**REQUIREMENTS**
Give the data below again exactly as it stands. Omit the pictures.

**RECORDED DATA**
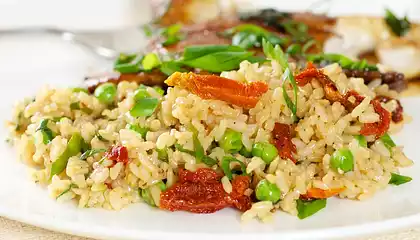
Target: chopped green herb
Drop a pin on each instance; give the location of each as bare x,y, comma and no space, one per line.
342,159
294,49
90,153
159,90
144,107
399,27
80,106
147,30
181,149
142,130
277,54
309,208
226,166
397,179
388,142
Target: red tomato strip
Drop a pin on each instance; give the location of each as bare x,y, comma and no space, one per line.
202,192
398,113
333,95
282,139
215,87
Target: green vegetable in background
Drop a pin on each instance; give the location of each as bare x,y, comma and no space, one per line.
72,149
266,151
106,93
245,152
266,191
309,208
231,141
150,61
399,27
397,179
342,159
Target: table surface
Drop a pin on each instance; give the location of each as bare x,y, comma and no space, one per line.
52,52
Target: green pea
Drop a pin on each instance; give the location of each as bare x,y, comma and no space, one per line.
106,93
74,146
266,191
144,107
361,140
162,154
140,94
245,152
266,151
231,141
142,130
342,159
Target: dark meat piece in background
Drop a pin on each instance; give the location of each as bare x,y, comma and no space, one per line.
395,80
209,32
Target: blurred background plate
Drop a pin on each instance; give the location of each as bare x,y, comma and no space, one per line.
28,62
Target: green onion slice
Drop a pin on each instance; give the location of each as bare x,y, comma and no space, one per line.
397,179
91,152
309,208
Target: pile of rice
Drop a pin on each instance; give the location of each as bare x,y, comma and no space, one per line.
323,128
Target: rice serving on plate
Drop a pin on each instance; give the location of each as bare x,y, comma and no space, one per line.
128,159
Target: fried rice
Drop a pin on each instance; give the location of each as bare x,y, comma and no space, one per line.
98,181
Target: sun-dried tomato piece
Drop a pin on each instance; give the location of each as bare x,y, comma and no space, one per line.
331,91
202,192
317,193
202,175
194,197
118,153
216,87
377,128
282,139
333,95
398,113
357,100
237,197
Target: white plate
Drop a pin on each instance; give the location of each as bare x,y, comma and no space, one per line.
22,200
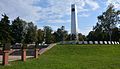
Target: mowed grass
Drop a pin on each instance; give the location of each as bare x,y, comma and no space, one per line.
73,57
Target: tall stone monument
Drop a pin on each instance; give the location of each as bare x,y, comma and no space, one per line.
74,24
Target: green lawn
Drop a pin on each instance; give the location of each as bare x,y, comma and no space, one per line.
73,57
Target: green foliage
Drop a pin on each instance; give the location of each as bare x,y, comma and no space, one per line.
18,30
61,34
104,29
48,34
40,36
31,34
5,30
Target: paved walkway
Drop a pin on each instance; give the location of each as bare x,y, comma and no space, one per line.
16,54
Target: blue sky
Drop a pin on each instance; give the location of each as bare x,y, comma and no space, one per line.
56,13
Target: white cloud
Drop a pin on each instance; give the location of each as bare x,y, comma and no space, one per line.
56,9
116,3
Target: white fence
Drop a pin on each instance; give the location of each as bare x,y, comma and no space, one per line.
90,42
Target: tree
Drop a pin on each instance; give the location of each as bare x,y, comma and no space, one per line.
40,36
61,34
48,38
107,21
18,30
5,30
31,35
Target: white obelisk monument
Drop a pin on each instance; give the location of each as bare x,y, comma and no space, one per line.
74,24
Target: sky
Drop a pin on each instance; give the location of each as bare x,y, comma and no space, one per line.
57,13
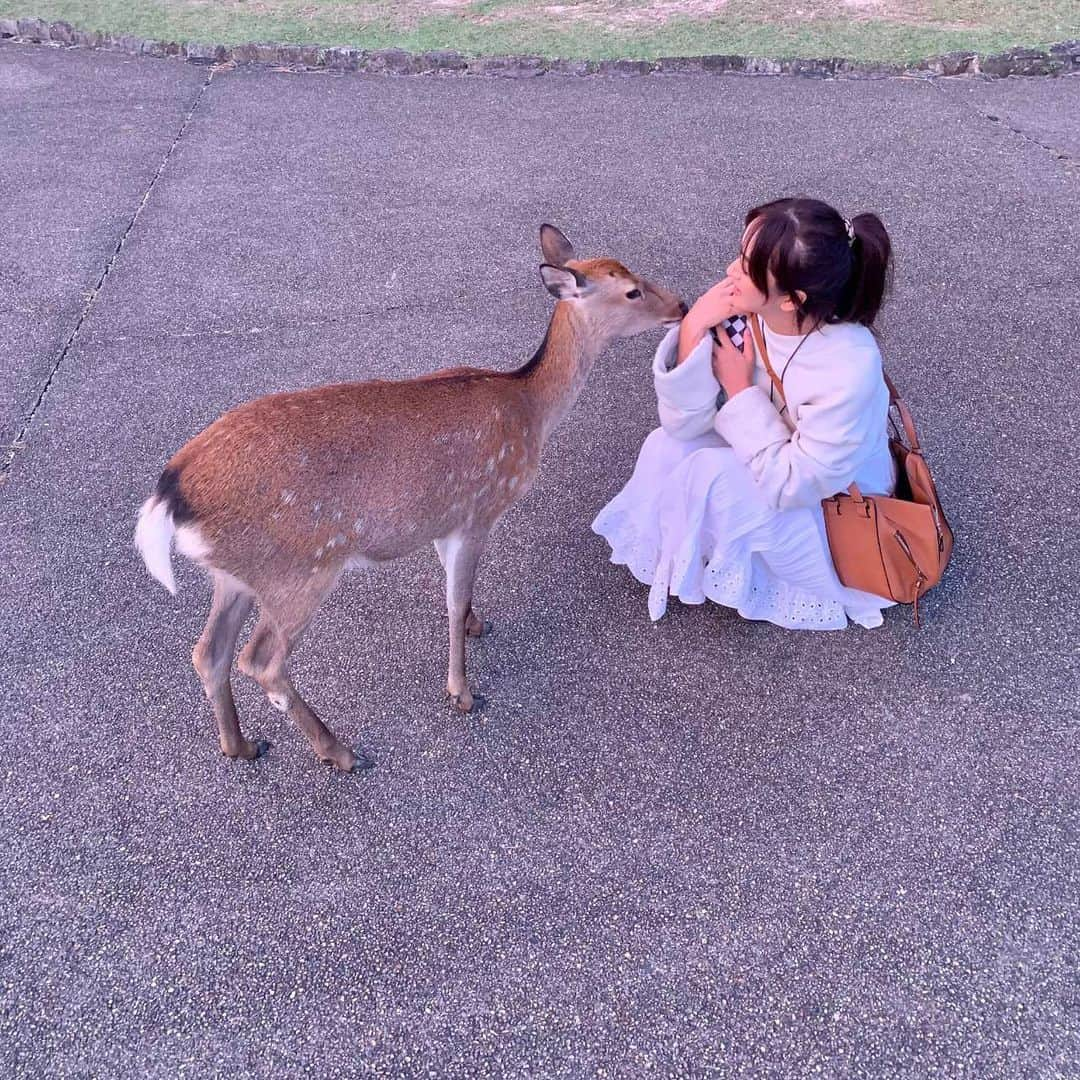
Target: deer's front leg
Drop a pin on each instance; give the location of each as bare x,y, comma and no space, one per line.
460,557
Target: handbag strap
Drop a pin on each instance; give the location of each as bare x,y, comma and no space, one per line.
905,414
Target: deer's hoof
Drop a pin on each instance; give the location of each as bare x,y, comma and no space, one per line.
247,750
345,760
467,702
362,761
478,628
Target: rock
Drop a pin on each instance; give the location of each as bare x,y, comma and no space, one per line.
200,53
339,58
763,65
511,67
680,65
64,32
624,67
443,59
574,67
1021,62
88,39
393,62
720,64
34,29
245,53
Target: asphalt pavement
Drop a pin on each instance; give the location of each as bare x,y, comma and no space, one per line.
703,847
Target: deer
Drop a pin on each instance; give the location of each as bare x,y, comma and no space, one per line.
281,496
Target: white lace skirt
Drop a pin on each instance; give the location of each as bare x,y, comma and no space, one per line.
691,523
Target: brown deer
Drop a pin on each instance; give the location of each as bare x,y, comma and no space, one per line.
281,496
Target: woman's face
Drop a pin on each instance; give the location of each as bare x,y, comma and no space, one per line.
752,300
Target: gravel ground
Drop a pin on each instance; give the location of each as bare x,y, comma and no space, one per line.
706,847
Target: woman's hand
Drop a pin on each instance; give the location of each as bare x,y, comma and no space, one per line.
733,369
709,310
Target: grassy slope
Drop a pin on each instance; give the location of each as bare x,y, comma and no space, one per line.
745,27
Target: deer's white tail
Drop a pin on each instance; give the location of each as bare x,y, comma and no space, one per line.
153,538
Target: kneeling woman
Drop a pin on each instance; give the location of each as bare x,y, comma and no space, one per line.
725,500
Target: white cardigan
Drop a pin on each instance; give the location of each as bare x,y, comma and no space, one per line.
834,430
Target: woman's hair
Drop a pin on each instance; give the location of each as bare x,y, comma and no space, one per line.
807,247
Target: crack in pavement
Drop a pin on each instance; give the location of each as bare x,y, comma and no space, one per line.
436,304
1071,165
90,297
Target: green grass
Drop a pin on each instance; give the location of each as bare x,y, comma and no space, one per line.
592,29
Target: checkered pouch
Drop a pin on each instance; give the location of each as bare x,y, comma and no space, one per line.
737,328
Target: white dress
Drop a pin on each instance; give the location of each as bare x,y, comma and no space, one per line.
725,502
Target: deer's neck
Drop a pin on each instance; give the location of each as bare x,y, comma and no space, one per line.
559,369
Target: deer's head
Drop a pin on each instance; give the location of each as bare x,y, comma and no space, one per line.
613,298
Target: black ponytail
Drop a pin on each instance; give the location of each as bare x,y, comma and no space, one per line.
869,278
807,246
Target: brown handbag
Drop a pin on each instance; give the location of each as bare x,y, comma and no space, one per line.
895,547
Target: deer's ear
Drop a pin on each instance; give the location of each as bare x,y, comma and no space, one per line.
556,248
563,283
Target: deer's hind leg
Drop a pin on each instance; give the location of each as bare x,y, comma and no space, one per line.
475,626
213,660
256,653
266,658
460,556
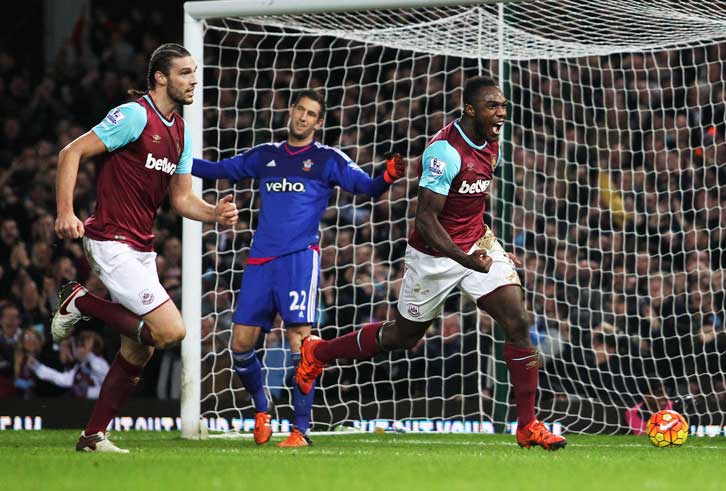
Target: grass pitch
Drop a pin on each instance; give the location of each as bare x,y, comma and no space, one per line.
46,460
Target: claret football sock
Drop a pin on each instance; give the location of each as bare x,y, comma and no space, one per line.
116,316
523,364
359,345
121,379
249,371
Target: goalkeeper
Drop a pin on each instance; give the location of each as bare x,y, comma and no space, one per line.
296,178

**THE REPLY**
Target: chopped green herb
Drop a pin on each instance; give the location of each as bare x,y, comma and no space, one per line.
342,159
294,49
90,153
159,90
144,107
399,27
80,106
147,30
181,149
142,130
277,54
309,208
226,166
397,179
388,142
Target: red tomato strip
Drop a pin on each instance; give the location of each as bare x,y, comma and no space, one per line.
202,192
398,113
333,95
282,139
215,87
Target: green vegetable in background
Drop a pin on each instance; give the location of each as bare x,y, comma and no space, one per line.
72,149
266,151
106,93
245,152
266,191
309,208
231,141
150,61
399,27
397,179
342,159
Target: table surface
Drop a pin on each instance; give the location of each as bare x,y, comma and no space, one per line.
52,52
Target: green pea
Drop a pin on each instance; give the location of each as bare x,y, comma and no space, one per line.
106,93
74,146
266,191
144,107
361,140
162,154
140,94
245,152
266,151
231,141
142,130
342,159
Target: dark meat piece in background
Drop a pin on each instance; give the location of each as bare x,y, comma and no space, one per line.
395,80
209,32
Target: blurred background plate
Drop a pin on each instance; give the location of each as bare x,y, comma and no space, one per line.
28,62
Target: green onion slice
Drop a pin on each instance; give the location of each as bare x,y, comma and no space, one per line.
397,179
91,152
309,208
Target: pile of rice
Drop a pin on each instance; give the location of each as bare x,y, comma and no space, one per line.
323,128
Target: rice serving on plate
Drop a pin on each instance; give the location of each as bare x,y, comma and no space, one per line.
128,159
Target: fried rice
Drop a pin on each instance; give the location of each as bare x,y, comma and no space, one per line.
98,181
Target: sun-dried tomato piece
Drop a pin on each instance; give the location of each as bare x,y, comma and no space, one per line.
331,91
202,192
317,193
202,175
194,197
118,153
216,87
377,128
282,139
333,95
398,113
357,100
237,197
Target: white plate
Drop a pin on each instance; give the location of each as bare x,y, comma and no space, one per line.
22,200
Target: mowed grass
Drop a pin on each instance; give the location of each as bare x,y, comma and no space, one per line.
73,57
Target: tall stone monument
Drop a pin on each instance; give the location of each as bare x,y, comma and no space, one per line.
74,24
Target: green lawn
Drop a pin on each instance; give the location of each as bare x,y, comma and no space, one per line.
73,57
Target: green foliage
Drop a pin on each instance; give the location of each as bare x,y, comma and no space, one per line.
18,30
61,34
104,29
48,34
40,36
31,34
5,30
Target: paved walkway
Drop a pin on each instance; give the location of each as bare x,y, comma and no space, one per line.
16,54
Target: blue sky
Drop a pin on each instance; give the location of each as bare x,y, comma and no space, one per line.
56,13
Target: white cloud
Drop a pin on each instance; give the location of each as bare x,y, comma and no space, one per line.
56,9
116,3
Target: white fence
Drop a pin on each instance; give the location of each as bare x,y, comma and no space, one per line.
90,42
Target: tree
Drop a pin on each instance; give the location of each as bare x,y, comma and no space, one per line.
40,36
61,34
48,38
107,21
18,30
5,30
31,35
Target: white obelisk monument
Drop a pin on each instance; give the location of each as bare x,y, comma and no space, one per line.
74,24
Target: sky
Drop a pin on each instance; give the location of each as bare x,y, comma and no space, one per line.
57,13
Target: deer's front leg
Drop a pin on each instance; give the location of each as bare x,y, comma and no space, one per line.
460,557
Target: handbag strap
Drop a pin on each instance; give the location of each as bare x,y, comma and no space, one per line.
905,414
Target: deer's hoof
Drop a pin on each instance; give the location of each as bare x,y, comma and no space, one per line.
247,750
345,760
467,702
362,761
478,628
Target: rock
Drop a pin on each instance; give the location of each as bare x,y, comma and no space, one per line.
200,53
339,58
763,65
511,67
680,65
64,32
624,67
443,59
574,67
1021,62
88,39
393,62
720,64
34,29
245,53
Target: asphalt pavement
Drop a pin on each instance; give the location of each as bare x,y, comma and no space, one per line.
703,847
Target: deer
Drop a pin on each instance; give the location of each as bare x,y, comma and no space, one per line.
281,496
Target: white lace skirt
Drop a pin on each instance; give the location of each as bare x,y, comma and no space, one per line.
691,523
Target: brown deer
Drop a pin on each instance; give the location of each as bare x,y, comma and no space, one per line.
281,496
Target: woman's face
Drop a pin on each instance; give the location of each as bare x,y, comma and no space, one per line.
752,300
Target: gravel ground
Drop a pin on each instance; give the location of each as bare x,y, comma and no space, one per line.
706,847
Target: woman's hand
Drop a pin on each instance; give the location of each as bare x,y, comma and no space, one per line.
733,369
709,310
Target: grassy slope
Drop a pin on each instance; give the location of each as bare x,y, comma and no space, one per line.
745,27
Target: deer's white tail
Drop a pin on each instance; give the location of each as bare x,y, comma and no space, one per line.
153,538
Target: kneeling woman
Drop a pin on each instance; give the location of each as bare x,y, comma and no space, one per line.
725,500
Target: white cardigan
Drop a pin on each instance; give the location of each as bare x,y, comma and no space, one per line.
834,430
Target: woman's hair
Drop a pin on each instance; give the location of each as bare x,y, comma and no space, one per line.
807,247
Target: crack in pavement
Drop a pin on each instance; give the location of each as bare x,y, comma and no space, one per line.
436,304
1071,165
90,297
Target: green grass
Drop a pin on each instance; give the location of each as bare x,y, comma and no space, one per line.
592,29
Target: checkered pouch
Drop a pin on each instance; give the location of each as bare x,y, comma and no space, one per line.
737,328
Target: white dress
Drop a pin on each instance; give the location of each as bare x,y, comma and no space, one per line.
725,502
Target: deer's neck
Drop a pin on each instance; give the location of each as bare x,y, comma and no space, one per line.
559,369
Target: deer's head
Drop a pin on each instance; give the location of each as bare x,y, comma and no space, one per line.
613,298
Target: black ponytail
Drop a pin on each instance; give the location of each as bare x,y, comma and no space, one per line.
869,278
807,246
Target: brown handbag
Drop a pin on each instance; give the location of each as bare x,y, comma and no space, one per line.
895,547
Target: deer's ear
Drop a pin on each instance; give the location of each as bare x,y, comma and no space, one per line.
556,248
563,283
Target: deer's hind leg
Drop a pin on each instance; give the location of each as bare x,y, comma and no space, one per line.
475,626
213,660
256,653
266,658
460,556
Target: grass pitch
Drop a pin on each instance; give the location of each as bare x,y, comma and no space, one per line.
46,460
Target: claret football sock
Drop a pin on each instance; give the location of each as bare x,y, comma and no space, one per line.
116,316
523,364
359,345
121,379
249,371
Target: goalkeeper
Drop a pin on each instance; give the location of each as bare x,y, comma and no space, one per line.
296,178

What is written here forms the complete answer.